* Records provided *
## Begin

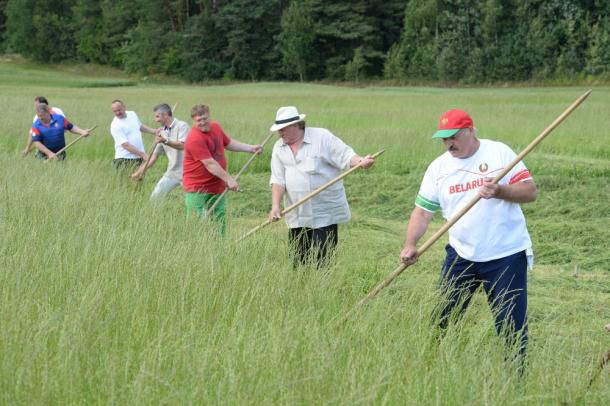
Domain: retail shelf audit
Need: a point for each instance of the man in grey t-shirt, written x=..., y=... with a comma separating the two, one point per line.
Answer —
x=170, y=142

## End
## Begin

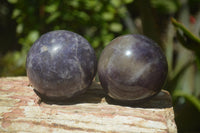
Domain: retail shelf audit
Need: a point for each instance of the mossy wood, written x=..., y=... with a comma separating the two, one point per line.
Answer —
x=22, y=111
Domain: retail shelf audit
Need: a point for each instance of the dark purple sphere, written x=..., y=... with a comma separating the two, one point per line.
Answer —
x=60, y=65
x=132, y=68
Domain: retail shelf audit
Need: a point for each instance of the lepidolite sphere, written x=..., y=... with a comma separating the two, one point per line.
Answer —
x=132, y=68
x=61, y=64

## End

* Prompt *
Please find every line in the data above that contains the word "separating" and copy each one in full.

* Response *
Need: a point for each instance of the man in grey t-shirt, written x=..., y=... with a comma separating the two, one point per line.
Need: a point for each instance of the mossy wood, written x=..., y=... with a comma separating the two, one point per line.
Need: a point for each instance of the dark purple sphere, written x=..., y=... with a comma separating the two, one point per line.
Need: a point for each instance of the lepidolite sphere, written x=..., y=... with a comma separating the two, one point per line.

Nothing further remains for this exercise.